▶ [DATASET RECORDS]:

::::

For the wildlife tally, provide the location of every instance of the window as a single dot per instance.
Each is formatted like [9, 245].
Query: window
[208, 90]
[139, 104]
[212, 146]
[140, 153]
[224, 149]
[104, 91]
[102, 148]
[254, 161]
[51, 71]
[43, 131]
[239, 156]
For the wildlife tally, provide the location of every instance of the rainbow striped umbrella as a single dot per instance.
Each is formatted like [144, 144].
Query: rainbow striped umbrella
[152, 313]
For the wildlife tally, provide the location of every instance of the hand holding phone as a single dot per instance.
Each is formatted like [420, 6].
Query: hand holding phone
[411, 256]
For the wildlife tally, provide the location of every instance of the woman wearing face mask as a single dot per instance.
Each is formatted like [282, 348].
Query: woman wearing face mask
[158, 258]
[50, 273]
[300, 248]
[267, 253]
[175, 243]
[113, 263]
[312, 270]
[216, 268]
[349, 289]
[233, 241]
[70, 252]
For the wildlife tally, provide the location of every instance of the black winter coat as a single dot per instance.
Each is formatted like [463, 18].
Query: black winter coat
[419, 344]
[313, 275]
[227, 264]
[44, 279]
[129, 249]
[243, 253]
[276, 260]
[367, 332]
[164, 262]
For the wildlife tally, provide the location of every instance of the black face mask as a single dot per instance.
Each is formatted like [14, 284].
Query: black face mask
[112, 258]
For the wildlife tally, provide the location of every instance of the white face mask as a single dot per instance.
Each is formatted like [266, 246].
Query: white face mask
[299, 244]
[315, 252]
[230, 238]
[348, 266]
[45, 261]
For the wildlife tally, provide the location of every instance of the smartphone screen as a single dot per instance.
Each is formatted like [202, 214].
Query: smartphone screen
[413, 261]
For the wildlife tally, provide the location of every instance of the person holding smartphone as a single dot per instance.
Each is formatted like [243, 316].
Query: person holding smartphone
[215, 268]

::::

▶ [REQUIRED WORK]:
Could you output all of the entries above as a two-column CSV with the headers entry_text and answer, one row per entry, placing each entry's text and its answer in its own quoted field and replacing any line breaks with spaces?

▶ [SOLUTION FOR THIS PROBLEM]:
entry_text,answer
"For the wildlife tally, provide the location of every instance of the window as a single dot per instance. Each is formatted like [9, 245]. Query: window","[208, 90] [139, 104] [212, 146] [140, 153] [224, 149] [104, 91] [102, 148] [254, 161] [51, 71] [43, 131] [239, 156]"
"For the wildlife tally, provide the location of every instance of the rainbow striped umbrella as a single dot per instance. Each is formatted like [144, 144]. Query: rainbow striped umbrella","[152, 313]"
"For the wildlife tally, provide the location of every instance of the hand holding phone as a single dot per instance. Each is formatted like [420, 6]. Query: hand holding phone","[411, 256]"
"For the wildlife tally, provide the location of every instance of the woman wearing face mask as a single dot per instance. Each is formatted like [282, 348]. Query: woman wearing face mask","[158, 258] [50, 273] [300, 248] [267, 253] [175, 243] [113, 263] [312, 270] [216, 268] [349, 289] [233, 241] [70, 252]"
"For the wildlife tally, provide the location of every instance of the black winter coat as a single dot per instance. Each is formatted like [463, 18]. Query: black winter coat","[419, 344] [313, 275] [227, 264] [44, 279] [129, 249] [243, 253] [276, 260] [367, 332] [164, 262]"
"For the wildlife tally, provide the location of every instance of the black face mask as a single dot per instance. Each is formatted like [14, 284]. Query: black face mask","[112, 258]"
"For the wildlife tally, provide the location of every instance of the white face mask as a single dot per instance. Each is formatted like [266, 246]. Query: white face mask","[299, 244] [315, 252] [230, 238] [348, 266] [45, 261]"
"For the wildlife tally, provide the location of every instance of the smartphone screen as a single dot per instance. Each is formatted like [202, 214]. Query: smartphone screen","[413, 261]"
"For the wildlife tally, provide the location of every instance of the person holding smartphone as a single dot per instance. Each is formatted like [243, 316]. Query: person holding smartphone","[215, 268]"